Count the lines in the material below that contain the string "purple", treating uppercase and lowercase as different, and reply with the number alone.

Start of MATERIAL TO PROCESS

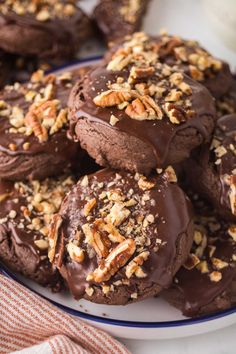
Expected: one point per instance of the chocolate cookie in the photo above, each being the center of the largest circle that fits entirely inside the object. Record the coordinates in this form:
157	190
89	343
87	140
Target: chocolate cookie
227	103
137	114
118	19
5	69
212	171
120	237
43	28
33	128
207	281
26	210
188	56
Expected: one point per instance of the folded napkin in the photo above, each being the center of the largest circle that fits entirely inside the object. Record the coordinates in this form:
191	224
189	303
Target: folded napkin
30	324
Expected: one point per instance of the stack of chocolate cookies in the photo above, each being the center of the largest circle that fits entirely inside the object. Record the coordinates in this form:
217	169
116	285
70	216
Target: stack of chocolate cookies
48	33
158	116
154	105
38	166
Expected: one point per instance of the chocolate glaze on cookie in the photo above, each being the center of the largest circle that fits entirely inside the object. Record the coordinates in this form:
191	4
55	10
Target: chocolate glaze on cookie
227	103
137	114
44	28
120	237
33	128
207	281
189	57
118	19
25	213
212	171
5	69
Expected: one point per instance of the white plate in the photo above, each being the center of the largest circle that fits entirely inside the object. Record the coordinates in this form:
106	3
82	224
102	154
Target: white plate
150	319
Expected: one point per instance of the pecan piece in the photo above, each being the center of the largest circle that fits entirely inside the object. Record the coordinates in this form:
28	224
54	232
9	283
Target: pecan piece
139	73
89	206
53	235
32	121
118	257
60	121
76	253
174	113
135	264
95	239
136	110
112	98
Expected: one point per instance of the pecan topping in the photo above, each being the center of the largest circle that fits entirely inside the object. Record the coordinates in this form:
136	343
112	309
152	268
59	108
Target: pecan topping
111	98
95	239
135	264
53	236
76	253
118	257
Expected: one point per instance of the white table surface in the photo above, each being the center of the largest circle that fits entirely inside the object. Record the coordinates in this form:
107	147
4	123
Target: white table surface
188	19
218	342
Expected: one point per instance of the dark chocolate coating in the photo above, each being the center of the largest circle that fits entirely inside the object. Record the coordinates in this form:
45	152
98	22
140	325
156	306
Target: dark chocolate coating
18	250
55	37
227	103
5	69
212	180
193	292
167	238
113	24
42	159
131	144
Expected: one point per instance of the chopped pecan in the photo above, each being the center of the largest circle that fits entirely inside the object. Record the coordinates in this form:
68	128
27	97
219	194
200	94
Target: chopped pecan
42	244
113	233
118	257
144	108
112	98
181	53
119	62
191	262
95	239
53	235
173	96
89	206
140	73
218	263
32	121
171	175
195	73
76	253
118	214
174	113
135	264
215	276
203	267
136	110
60	121
144	183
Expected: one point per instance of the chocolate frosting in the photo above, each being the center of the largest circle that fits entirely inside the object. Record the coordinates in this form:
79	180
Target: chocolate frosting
65	42
167	239
156	133
57	144
24	256
197	289
175	51
226	133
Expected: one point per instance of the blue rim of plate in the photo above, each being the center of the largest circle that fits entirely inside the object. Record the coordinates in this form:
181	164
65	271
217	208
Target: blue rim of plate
109	321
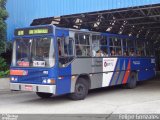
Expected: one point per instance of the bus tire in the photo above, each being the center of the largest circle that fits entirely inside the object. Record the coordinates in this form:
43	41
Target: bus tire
132	81
81	90
44	95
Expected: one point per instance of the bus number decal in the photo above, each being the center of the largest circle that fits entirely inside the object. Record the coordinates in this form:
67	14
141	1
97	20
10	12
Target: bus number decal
109	65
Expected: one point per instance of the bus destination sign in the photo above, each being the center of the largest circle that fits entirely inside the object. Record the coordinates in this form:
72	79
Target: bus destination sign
33	31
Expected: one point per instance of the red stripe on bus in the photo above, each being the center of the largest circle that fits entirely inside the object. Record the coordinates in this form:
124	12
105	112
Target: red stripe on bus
127	73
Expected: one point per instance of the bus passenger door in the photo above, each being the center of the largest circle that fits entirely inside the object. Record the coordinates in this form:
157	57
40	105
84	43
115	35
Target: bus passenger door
65	56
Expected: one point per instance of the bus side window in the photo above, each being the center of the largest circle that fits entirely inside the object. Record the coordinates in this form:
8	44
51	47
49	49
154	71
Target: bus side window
82	45
115	46
65	50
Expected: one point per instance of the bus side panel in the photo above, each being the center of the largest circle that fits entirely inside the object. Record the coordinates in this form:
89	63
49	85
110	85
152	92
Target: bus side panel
145	74
145	67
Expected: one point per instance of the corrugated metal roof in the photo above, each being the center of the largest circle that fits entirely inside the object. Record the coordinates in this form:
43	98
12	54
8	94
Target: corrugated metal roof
22	12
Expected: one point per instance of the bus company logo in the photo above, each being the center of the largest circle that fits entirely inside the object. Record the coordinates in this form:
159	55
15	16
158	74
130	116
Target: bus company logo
9	117
136	62
153	61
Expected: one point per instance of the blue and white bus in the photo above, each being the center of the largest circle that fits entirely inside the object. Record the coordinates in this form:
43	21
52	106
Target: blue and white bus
51	60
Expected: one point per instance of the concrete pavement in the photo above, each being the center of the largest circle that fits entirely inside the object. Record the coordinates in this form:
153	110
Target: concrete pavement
145	98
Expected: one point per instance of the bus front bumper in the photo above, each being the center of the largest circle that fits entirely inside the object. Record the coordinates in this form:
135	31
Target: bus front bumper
33	87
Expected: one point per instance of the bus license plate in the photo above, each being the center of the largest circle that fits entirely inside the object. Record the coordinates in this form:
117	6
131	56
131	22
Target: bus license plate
28	87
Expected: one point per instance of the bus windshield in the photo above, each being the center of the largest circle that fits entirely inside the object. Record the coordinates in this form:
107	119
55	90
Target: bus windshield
33	52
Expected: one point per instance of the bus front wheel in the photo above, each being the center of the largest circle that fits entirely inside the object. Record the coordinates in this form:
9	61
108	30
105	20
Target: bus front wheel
81	90
132	82
44	95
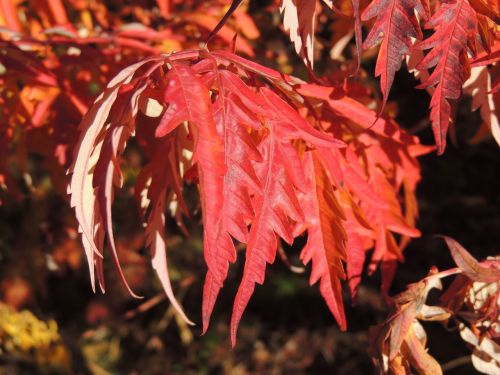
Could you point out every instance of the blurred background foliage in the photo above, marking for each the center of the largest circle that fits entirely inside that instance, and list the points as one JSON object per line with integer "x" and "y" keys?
{"x": 52, "y": 323}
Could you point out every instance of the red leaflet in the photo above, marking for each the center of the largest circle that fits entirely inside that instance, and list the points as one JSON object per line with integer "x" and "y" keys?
{"x": 326, "y": 242}
{"x": 455, "y": 25}
{"x": 397, "y": 21}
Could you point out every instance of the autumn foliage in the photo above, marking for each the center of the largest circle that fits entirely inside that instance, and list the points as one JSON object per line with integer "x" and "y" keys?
{"x": 274, "y": 158}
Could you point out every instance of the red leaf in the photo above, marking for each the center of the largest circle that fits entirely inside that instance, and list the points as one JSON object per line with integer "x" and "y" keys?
{"x": 326, "y": 240}
{"x": 397, "y": 21}
{"x": 455, "y": 25}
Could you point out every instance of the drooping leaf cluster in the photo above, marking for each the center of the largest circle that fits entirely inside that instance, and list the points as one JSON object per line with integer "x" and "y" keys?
{"x": 273, "y": 158}
{"x": 56, "y": 57}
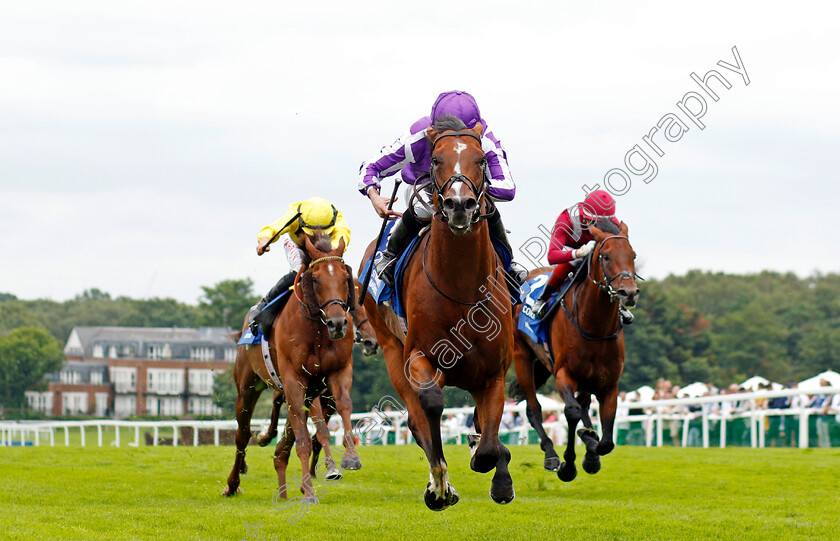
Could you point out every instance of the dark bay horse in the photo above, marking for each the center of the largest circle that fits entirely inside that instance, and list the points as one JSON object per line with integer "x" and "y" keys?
{"x": 458, "y": 313}
{"x": 587, "y": 344}
{"x": 311, "y": 351}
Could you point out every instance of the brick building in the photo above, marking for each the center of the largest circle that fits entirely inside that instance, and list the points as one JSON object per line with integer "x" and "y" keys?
{"x": 122, "y": 371}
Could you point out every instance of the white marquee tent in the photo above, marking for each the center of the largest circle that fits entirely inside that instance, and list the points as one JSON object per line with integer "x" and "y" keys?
{"x": 814, "y": 383}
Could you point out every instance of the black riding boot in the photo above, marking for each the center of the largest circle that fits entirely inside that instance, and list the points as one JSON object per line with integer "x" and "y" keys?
{"x": 282, "y": 285}
{"x": 542, "y": 301}
{"x": 401, "y": 236}
{"x": 517, "y": 272}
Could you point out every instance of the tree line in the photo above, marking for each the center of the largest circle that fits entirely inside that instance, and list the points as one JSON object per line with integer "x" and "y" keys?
{"x": 701, "y": 326}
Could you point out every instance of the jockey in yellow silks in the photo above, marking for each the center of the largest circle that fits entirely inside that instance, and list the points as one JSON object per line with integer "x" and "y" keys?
{"x": 308, "y": 217}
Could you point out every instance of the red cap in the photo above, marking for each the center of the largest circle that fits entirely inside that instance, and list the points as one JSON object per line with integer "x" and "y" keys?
{"x": 598, "y": 204}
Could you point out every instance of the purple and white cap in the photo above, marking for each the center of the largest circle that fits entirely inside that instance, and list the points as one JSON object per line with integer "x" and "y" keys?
{"x": 459, "y": 104}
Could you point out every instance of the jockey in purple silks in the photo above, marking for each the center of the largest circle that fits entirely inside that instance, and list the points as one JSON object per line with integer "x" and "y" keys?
{"x": 410, "y": 155}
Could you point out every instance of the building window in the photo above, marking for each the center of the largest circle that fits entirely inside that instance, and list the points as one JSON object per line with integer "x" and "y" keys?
{"x": 123, "y": 379}
{"x": 201, "y": 354}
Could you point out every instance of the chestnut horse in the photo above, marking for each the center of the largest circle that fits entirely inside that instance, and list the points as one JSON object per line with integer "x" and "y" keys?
{"x": 458, "y": 311}
{"x": 311, "y": 351}
{"x": 323, "y": 407}
{"x": 587, "y": 343}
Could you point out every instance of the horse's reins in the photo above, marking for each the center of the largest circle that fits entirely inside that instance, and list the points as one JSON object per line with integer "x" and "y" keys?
{"x": 605, "y": 285}
{"x": 322, "y": 316}
{"x": 439, "y": 190}
{"x": 480, "y": 190}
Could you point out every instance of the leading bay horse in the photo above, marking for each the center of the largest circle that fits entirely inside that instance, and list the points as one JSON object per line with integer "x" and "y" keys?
{"x": 458, "y": 311}
{"x": 310, "y": 350}
{"x": 587, "y": 343}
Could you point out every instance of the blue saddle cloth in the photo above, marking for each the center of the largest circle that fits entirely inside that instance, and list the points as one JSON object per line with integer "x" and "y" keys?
{"x": 249, "y": 338}
{"x": 380, "y": 291}
{"x": 536, "y": 329}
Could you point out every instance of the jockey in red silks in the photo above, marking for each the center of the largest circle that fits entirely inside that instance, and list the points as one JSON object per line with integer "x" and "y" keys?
{"x": 571, "y": 242}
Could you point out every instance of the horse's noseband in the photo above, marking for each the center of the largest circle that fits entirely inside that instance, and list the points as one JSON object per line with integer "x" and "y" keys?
{"x": 606, "y": 283}
{"x": 478, "y": 189}
{"x": 322, "y": 315}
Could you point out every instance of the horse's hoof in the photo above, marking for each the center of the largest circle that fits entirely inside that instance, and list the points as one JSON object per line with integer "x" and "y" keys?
{"x": 333, "y": 475}
{"x": 567, "y": 472}
{"x": 605, "y": 447}
{"x": 502, "y": 494}
{"x": 504, "y": 499}
{"x": 264, "y": 439}
{"x": 450, "y": 498}
{"x": 228, "y": 492}
{"x": 351, "y": 463}
{"x": 552, "y": 463}
{"x": 592, "y": 466}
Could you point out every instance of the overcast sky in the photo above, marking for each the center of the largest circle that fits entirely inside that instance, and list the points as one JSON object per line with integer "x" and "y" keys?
{"x": 143, "y": 145}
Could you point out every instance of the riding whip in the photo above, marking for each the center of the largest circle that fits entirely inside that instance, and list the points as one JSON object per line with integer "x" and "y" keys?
{"x": 366, "y": 281}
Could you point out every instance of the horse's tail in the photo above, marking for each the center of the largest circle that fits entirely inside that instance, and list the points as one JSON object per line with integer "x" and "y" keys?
{"x": 514, "y": 391}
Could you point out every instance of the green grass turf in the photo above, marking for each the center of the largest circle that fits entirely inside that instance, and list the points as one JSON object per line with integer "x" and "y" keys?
{"x": 175, "y": 493}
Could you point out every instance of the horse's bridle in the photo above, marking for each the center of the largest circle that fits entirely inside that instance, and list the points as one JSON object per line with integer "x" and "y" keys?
{"x": 606, "y": 284}
{"x": 480, "y": 190}
{"x": 305, "y": 308}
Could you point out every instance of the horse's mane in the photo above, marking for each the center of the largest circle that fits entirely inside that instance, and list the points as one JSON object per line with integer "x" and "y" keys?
{"x": 607, "y": 226}
{"x": 449, "y": 123}
{"x": 321, "y": 242}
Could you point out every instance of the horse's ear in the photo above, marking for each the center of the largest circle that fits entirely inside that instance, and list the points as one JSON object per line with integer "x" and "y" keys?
{"x": 307, "y": 244}
{"x": 341, "y": 246}
{"x": 597, "y": 233}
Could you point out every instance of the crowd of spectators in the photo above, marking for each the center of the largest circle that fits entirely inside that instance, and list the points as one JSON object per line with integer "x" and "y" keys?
{"x": 781, "y": 426}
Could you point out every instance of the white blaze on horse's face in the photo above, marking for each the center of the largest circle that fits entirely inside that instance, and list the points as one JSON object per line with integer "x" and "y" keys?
{"x": 459, "y": 147}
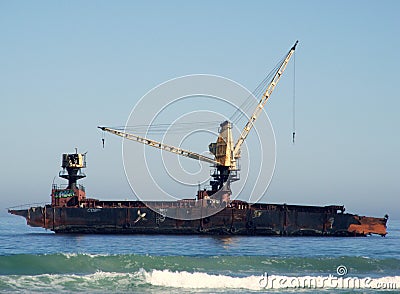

End of MATERIAL TO PROCESS

RESULT -
2